===== Given data =====

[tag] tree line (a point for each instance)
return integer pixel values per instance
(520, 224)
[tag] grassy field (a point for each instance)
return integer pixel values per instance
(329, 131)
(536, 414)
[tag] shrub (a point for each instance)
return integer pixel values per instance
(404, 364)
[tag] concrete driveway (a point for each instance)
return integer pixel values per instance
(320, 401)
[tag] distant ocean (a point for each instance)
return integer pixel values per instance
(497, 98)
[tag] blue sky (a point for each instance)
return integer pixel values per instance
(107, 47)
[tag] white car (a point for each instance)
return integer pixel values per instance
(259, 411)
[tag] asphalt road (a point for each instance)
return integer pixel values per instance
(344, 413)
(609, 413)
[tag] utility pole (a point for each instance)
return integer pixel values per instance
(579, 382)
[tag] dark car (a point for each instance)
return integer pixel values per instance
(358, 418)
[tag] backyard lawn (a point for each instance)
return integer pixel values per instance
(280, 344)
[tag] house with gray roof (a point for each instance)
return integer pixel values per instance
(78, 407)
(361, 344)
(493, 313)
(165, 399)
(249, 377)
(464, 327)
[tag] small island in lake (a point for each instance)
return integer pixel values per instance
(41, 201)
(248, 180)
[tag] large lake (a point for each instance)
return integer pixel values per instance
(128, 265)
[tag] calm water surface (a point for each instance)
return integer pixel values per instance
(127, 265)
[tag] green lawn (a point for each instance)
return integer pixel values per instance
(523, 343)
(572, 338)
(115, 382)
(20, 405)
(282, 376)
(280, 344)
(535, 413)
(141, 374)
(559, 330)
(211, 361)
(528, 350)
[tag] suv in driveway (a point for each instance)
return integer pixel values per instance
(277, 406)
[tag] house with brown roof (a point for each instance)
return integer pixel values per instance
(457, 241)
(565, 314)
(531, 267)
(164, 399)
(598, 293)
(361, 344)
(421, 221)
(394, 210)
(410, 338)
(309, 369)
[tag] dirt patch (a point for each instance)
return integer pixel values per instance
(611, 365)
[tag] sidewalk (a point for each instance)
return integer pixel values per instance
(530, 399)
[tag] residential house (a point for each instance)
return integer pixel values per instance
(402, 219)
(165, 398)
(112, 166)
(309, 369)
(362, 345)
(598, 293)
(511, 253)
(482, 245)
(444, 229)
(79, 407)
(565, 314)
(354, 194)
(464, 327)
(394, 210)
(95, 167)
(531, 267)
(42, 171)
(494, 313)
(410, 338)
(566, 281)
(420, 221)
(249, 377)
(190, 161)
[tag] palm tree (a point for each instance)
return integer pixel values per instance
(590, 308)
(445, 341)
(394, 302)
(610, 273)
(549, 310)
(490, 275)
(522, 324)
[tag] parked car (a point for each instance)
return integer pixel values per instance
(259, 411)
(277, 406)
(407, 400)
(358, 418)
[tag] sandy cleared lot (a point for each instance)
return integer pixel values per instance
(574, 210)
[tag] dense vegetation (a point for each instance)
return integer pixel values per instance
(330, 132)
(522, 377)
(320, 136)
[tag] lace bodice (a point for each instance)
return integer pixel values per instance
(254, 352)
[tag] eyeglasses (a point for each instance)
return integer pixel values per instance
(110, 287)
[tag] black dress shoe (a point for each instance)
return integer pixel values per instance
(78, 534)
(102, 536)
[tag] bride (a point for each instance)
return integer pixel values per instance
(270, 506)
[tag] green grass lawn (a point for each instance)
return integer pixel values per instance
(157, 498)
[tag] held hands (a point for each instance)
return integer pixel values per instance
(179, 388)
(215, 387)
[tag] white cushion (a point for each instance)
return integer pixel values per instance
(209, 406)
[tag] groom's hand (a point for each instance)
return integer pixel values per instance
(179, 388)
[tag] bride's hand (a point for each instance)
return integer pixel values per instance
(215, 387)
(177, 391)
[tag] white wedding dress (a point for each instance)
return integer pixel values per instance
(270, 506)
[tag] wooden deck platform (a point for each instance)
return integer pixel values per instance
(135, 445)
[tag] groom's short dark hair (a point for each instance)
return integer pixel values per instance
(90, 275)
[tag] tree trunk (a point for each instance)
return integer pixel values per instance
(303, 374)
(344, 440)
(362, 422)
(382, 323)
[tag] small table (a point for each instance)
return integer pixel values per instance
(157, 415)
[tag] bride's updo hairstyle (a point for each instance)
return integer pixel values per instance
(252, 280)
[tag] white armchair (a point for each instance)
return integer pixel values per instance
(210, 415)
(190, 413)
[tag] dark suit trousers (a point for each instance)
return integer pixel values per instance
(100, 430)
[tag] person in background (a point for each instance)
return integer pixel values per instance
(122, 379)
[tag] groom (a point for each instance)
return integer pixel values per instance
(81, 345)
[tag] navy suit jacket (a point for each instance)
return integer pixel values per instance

=====

_Problem_. What is needed here is an exact reproduction of all the entries.

_Solution_.
[tag] tree line (a point for each instance)
return integer pixel values per instance
(520, 224)
[tag] grassy field (a point for each instance)
return integer pixel values per instance
(329, 131)
(536, 414)
[tag] shrub (a point for each instance)
return integer pixel values per instance
(404, 364)
[tag] concrete driveway (a point for each instance)
return integer pixel values per instance
(320, 401)
[tag] distant ocean (a point for each instance)
return integer pixel values per instance
(497, 98)
[tag] blue sky (a point for each instance)
return integer pixel values per instance
(107, 47)
[tag] white car (a point for each instance)
return integer pixel values per instance
(259, 411)
[tag] asphalt road (a point for each instance)
return integer pixel values per instance
(344, 413)
(609, 413)
[tag] utility pole (a point for each instance)
return integer pixel values per instance
(579, 382)
[tag] dark car (a point for each instance)
return integer pixel values per instance
(358, 418)
[tag] backyard lawn (a point for each instance)
return integer pixel values per instance
(280, 344)
[tag] house with gray roof (a point for each instance)
return integer pixel values per instance
(78, 407)
(361, 344)
(493, 313)
(165, 399)
(249, 377)
(464, 327)
[tag] small island in lake (a point for each instance)
return integer pixel values per instance
(41, 201)
(248, 180)
[tag] large lake (a point for each instance)
return integer pixel values per instance
(128, 265)
[tag] calm water surface (a point for each instance)
return integer pixel values per instance
(127, 265)
[tag] green lawn (a point for each instance)
return integer pixel values per instance
(523, 343)
(572, 338)
(115, 382)
(20, 405)
(282, 376)
(280, 344)
(535, 413)
(141, 374)
(559, 330)
(211, 361)
(528, 350)
[tag] suv in driveway (a point for each instance)
return integer pixel values per instance
(277, 406)
[tag] house with brown roof (a point for each instance)
return integer pixel values per instance
(457, 241)
(565, 314)
(531, 267)
(164, 399)
(598, 293)
(361, 344)
(421, 221)
(394, 210)
(410, 338)
(309, 369)
[tag] dirt patch (a point for each instance)
return integer pixel values per instance
(611, 365)
[tag] sidewalk (a point for each instance)
return integer pixel values per instance
(530, 399)
[tag] residential house (a point for each instance)
return integer pixel values per instance
(402, 219)
(165, 398)
(112, 166)
(309, 369)
(362, 345)
(598, 293)
(511, 253)
(482, 245)
(444, 229)
(79, 407)
(565, 314)
(354, 194)
(464, 327)
(394, 210)
(95, 167)
(531, 267)
(42, 171)
(494, 313)
(410, 338)
(566, 281)
(420, 221)
(249, 377)
(190, 161)
[tag] palm tree (a point for each instance)
return integer pixel values per instance
(590, 308)
(445, 341)
(394, 302)
(610, 273)
(549, 310)
(490, 275)
(522, 324)
[tag] parked car (a point for each instance)
return integer pixel values per instance
(259, 411)
(277, 406)
(407, 400)
(358, 418)
[tag] sandy cleared lot (a point for each instance)
return integer pixel values per instance
(574, 210)
[tag] dense vegetation (a point for each instance)
return integer pixel values per instance
(330, 132)
(522, 377)
(320, 136)
[tag] lace bodice (a point for each instance)
return integer pixel values per instance
(254, 352)
[tag] eyeglasses (a point for each instance)
return integer pixel values per instance
(110, 287)
[tag] black dress shoe (a point for each instance)
return integer pixel values per instance
(78, 534)
(102, 536)
[tag] bride (a point for each instance)
return integer pixel values per instance
(270, 506)
[tag] green grass lawn (a point for each instance)
return integer pixel values per instance
(157, 498)
[tag] held hands (a point for each instance)
return integer pixel values per instance
(179, 388)
(215, 387)
[tag] white cushion (a point for each instance)
return integer pixel values per instance
(209, 406)
[tag] groom's hand (a point for each instance)
return integer pixel values per instance
(179, 388)
[tag] bride's hand (a point for each instance)
return integer pixel values per instance
(215, 387)
(177, 391)
[tag] white wedding dress (a point for each instance)
return integer pixel values per instance
(270, 506)
[tag] wooden deck platform (a point for each instance)
return integer pixel values per instance
(135, 445)
[tag] groom's short dark hair (a point for each instance)
return integer pixel values per instance
(90, 275)
[tag] tree trunk (a point for each instance)
return integer pixel values per instance
(303, 374)
(344, 440)
(362, 422)
(382, 323)
[tag] small table (a point for each instance)
return integer pixel values per instance
(157, 415)
[tag] bride's updo hairstyle (a point for each instance)
return integer pixel values per instance
(252, 280)
[tag] white armchair (a point for each instance)
return integer pixel values per instance
(210, 415)
(190, 413)
[tag] dark suit trousers (a point for each instance)
return integer pixel values per instance
(100, 430)
[tag] person in background (a point for each instance)
return integer pixel values per instance
(122, 379)
[tag] groom (a point for each instance)
return integer pixel values per instance
(81, 345)
[tag] navy suit jacket (a point for each instance)
return integer pixel values per instance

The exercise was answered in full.